Stated exercise:
Pictures in the records should not be copied, but every other part must be repeated exactly.

Dataset records:
'''

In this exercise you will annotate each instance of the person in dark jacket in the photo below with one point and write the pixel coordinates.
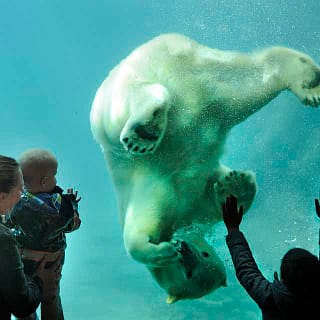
(295, 296)
(40, 220)
(19, 295)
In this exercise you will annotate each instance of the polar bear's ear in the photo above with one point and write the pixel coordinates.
(172, 299)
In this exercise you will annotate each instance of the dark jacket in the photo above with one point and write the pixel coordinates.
(40, 221)
(18, 295)
(273, 298)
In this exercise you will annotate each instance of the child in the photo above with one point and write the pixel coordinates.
(40, 220)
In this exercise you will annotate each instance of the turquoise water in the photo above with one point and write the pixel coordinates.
(53, 57)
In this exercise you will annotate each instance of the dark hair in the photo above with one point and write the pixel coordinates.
(300, 272)
(8, 173)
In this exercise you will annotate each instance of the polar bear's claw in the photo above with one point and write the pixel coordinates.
(241, 184)
(140, 140)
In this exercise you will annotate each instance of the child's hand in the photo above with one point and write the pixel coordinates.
(73, 195)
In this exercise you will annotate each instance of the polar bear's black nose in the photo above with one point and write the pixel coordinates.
(316, 81)
(141, 131)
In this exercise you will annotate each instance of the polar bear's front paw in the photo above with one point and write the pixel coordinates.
(141, 138)
(309, 92)
(241, 184)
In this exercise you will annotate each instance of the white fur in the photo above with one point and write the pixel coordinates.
(162, 116)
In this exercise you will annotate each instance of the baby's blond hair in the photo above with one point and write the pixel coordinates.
(34, 164)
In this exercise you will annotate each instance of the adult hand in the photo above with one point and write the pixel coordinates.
(231, 215)
(317, 204)
(73, 195)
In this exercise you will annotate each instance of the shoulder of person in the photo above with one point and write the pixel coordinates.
(6, 236)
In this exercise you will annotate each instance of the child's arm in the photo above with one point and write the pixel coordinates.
(71, 200)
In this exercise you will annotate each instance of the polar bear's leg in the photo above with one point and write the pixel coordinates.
(142, 248)
(147, 123)
(198, 271)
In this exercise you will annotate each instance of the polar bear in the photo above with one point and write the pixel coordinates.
(162, 117)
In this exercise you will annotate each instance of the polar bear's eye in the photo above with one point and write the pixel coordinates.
(303, 60)
(205, 254)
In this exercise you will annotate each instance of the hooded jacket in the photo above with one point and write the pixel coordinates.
(273, 298)
(39, 226)
(19, 295)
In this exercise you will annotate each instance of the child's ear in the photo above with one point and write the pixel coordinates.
(44, 181)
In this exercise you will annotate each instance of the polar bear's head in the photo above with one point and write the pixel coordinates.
(298, 73)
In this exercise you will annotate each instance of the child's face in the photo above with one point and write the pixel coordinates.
(9, 200)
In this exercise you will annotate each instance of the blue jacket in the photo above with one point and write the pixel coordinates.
(40, 221)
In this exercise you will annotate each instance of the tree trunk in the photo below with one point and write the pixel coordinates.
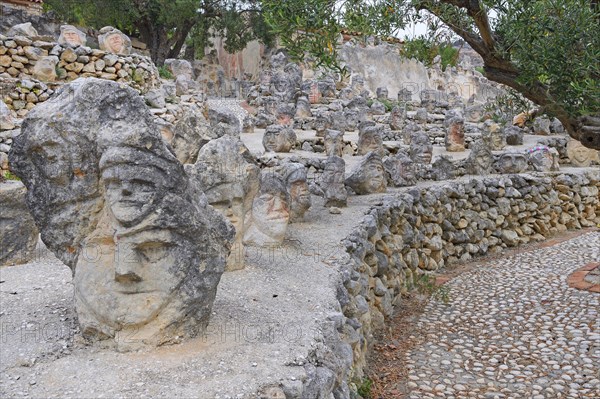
(157, 41)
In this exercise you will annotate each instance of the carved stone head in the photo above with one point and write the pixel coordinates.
(400, 170)
(493, 136)
(542, 158)
(334, 142)
(332, 182)
(370, 139)
(322, 123)
(480, 159)
(369, 176)
(71, 36)
(581, 156)
(114, 41)
(421, 149)
(297, 188)
(512, 162)
(146, 250)
(267, 222)
(229, 178)
(455, 134)
(279, 139)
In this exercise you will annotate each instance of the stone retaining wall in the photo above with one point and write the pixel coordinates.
(24, 58)
(425, 229)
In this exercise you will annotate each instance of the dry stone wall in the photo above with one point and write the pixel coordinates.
(425, 229)
(25, 58)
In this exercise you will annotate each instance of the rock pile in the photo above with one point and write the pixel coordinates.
(426, 229)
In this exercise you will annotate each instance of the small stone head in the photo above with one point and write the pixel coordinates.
(421, 149)
(279, 139)
(493, 136)
(400, 170)
(71, 36)
(332, 182)
(270, 211)
(480, 160)
(543, 158)
(334, 142)
(322, 123)
(370, 139)
(114, 41)
(134, 189)
(369, 177)
(297, 188)
(512, 162)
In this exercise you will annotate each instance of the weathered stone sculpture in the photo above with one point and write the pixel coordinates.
(6, 119)
(268, 221)
(115, 205)
(443, 168)
(228, 176)
(400, 170)
(71, 36)
(303, 108)
(190, 133)
(332, 182)
(370, 139)
(297, 189)
(512, 162)
(45, 69)
(480, 159)
(279, 139)
(397, 118)
(334, 142)
(18, 233)
(322, 123)
(369, 176)
(455, 134)
(542, 158)
(382, 93)
(114, 41)
(541, 126)
(421, 149)
(581, 156)
(493, 136)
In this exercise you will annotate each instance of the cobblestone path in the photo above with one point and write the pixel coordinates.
(513, 328)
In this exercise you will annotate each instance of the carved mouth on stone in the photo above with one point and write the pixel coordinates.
(281, 215)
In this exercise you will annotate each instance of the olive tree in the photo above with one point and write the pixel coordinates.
(547, 50)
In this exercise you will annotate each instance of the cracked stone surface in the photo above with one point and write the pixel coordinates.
(513, 329)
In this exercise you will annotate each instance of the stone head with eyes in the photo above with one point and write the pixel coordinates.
(115, 205)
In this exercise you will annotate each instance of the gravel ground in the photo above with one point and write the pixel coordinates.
(513, 329)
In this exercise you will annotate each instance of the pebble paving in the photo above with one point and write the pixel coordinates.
(513, 329)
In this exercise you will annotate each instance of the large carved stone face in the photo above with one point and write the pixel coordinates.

'''

The answer:
In this exercise you will annotate each instance of the person in dark jacket in the photo below with one point and write the pixel coordinates.
(295, 296)
(40, 220)
(19, 295)
In this exercise you will annotate each instance of the polar bear's ear in the photo above with one point and write the pixel coordinates.
(172, 299)
In this exercise you will annotate each instance of the dark jacket in the photo above with one point and write the pixel coordinates.
(40, 221)
(18, 295)
(273, 298)
In this exercise you will annotate each instance of the child in the photo above with one point and write the pixel coordinates.
(40, 220)
In this exercise you will annotate each instance of the turquoise water in the photo above with one point and write the pixel coordinates.
(53, 57)
In this exercise you will annotate each instance of the dark hair in the photo above with one point and write the pixel coordinates.
(300, 272)
(8, 173)
In this exercise you will annotate each instance of the polar bear's claw in the photo above with one point and write the pixel coordinates.
(241, 184)
(140, 140)
In this exercise you will annotate each instance of the child's hand in the photo above with one point and write the pixel coordinates.
(73, 195)
In this exercise you will annotate each instance of the polar bear's black nose in the photo above with one point and write the pixel coordinates.
(316, 81)
(141, 131)
In this exercise you will annotate each instance of the polar bear's front paw in the photo above with one point and write the pixel coordinates.
(141, 138)
(309, 92)
(241, 184)
In this exercise you will annotate each instance of the white fur in the photo above with one point and write the pixel coordinates.
(162, 116)
In this exercise you will annotate each instance of the baby's blond hair in the photo above with one point and write the pixel coordinates.
(34, 164)
In this exercise you will annotate each instance of the adult hand in the photo above with one point and write the pixel coordinates.
(231, 215)
(317, 204)
(73, 195)
In this exercise you will annotate each instance of the shoulder of person in the photo above with one point and write the pixel coordinates.
(6, 236)
In this exercise you will annotate each instance of the child's arm in the photo above with one point and write the pixel coordinates.
(71, 200)
In this exercise you will annotate each instance of the polar bear's leg in the photo above with one point and write the pixel coordinates.
(142, 248)
(147, 123)
(198, 271)
In this exercise you will annotate each instance of the polar bear in the photo above with one point and write the pixel coordinates.
(162, 117)
In this exercise you will annotate each instance of the polar bear's eye in the photo above with one point and write the pixel coordinates.
(303, 60)
(205, 254)
In this exercise you will annotate each instance of the hooded jacket in the photo above with one point and write the pixel coordinates.
(273, 298)
(39, 226)
(19, 295)
In this exercise you will annotate each instance of the child's ear in the photo above with one point and write the pixel coordinates.
(44, 181)
In this exercise you will annotate each instance of the polar bear's head in the photo above with one point and write the pixel coordinates.
(298, 73)
In this exercise you will annotate each instance of the child's face in the photo above with one point and write the pixel coordinates.
(9, 200)
In this exercise you will annotate each instance of the blue jacket in the photo above with one point and write the pixel coordinates.
(40, 221)
In this exercise you will annotate each instance of the tree trunk in the photo below with one point and write the pixel coordinates.
(157, 41)
In this exercise you will annotate each instance of the carved stone head in the photo above with one point and write the pixel coordinates.
(400, 170)
(493, 136)
(542, 158)
(334, 142)
(332, 182)
(370, 139)
(322, 123)
(480, 159)
(369, 176)
(71, 36)
(581, 156)
(114, 41)
(421, 149)
(297, 188)
(512, 162)
(146, 250)
(267, 222)
(229, 178)
(455, 134)
(279, 139)
In this exercise you will annotate each instance of the stone retaining wall in the photo above with one point and write the pixel coordinates.
(24, 58)
(425, 229)
In this exercise you will annotate each instance of the dry stone wall in the photo above with one point and write the pixel coordinates.
(425, 229)
(25, 58)
In this exercise you will annotate each instance of the rock pile in the photo above with one point and write the pixel coordinates.
(426, 229)
In this exercise you will annotate each instance of the small stone head in the photo above with one point and write the pixel coordinates.
(421, 149)
(279, 139)
(493, 136)
(400, 170)
(71, 36)
(332, 182)
(270, 211)
(480, 160)
(543, 158)
(334, 142)
(322, 123)
(370, 139)
(114, 41)
(134, 189)
(369, 177)
(297, 188)
(512, 162)
In this exercise you will annotate each instance of the weathered stone sculpture in the photo above with one point and write the pixel coordinates.
(6, 119)
(268, 221)
(115, 205)
(443, 168)
(228, 176)
(400, 170)
(71, 36)
(303, 108)
(190, 133)
(332, 182)
(370, 139)
(297, 189)
(512, 162)
(45, 69)
(480, 159)
(279, 139)
(397, 118)
(334, 142)
(18, 233)
(322, 123)
(369, 176)
(455, 134)
(542, 158)
(382, 93)
(114, 41)
(541, 126)
(421, 149)
(581, 156)
(493, 136)
In this exercise you will annotate each instance of the cobblestone path in the photo above with one point and write the pixel coordinates.
(513, 328)
In this exercise you will annotate each instance of the carved mouth on stone in the photo above with one point and write the pixel coordinates.
(281, 215)
In this exercise you will annotate each instance of the olive tree in the photo above with one point and write the pixel coordinates.
(547, 50)
In this exercise you will annotate each instance of the cracked stone surface in the photo above with one point and write the pixel coordinates.
(513, 329)
In this exercise you will annotate each instance of the stone head with eyes in the photo above with one point and write the pixel coordinates.
(115, 205)
In this exercise you will annotate each instance of the gravel ground in the photo above with one point and write the pixel coordinates.
(513, 329)
In this exercise you will annotate each instance of the pebble paving in the photo above with one point and write the pixel coordinates.
(513, 329)
In this exercise you will annotate each instance of the large carved stone face in the photo above with one point and write the pixel coordinates.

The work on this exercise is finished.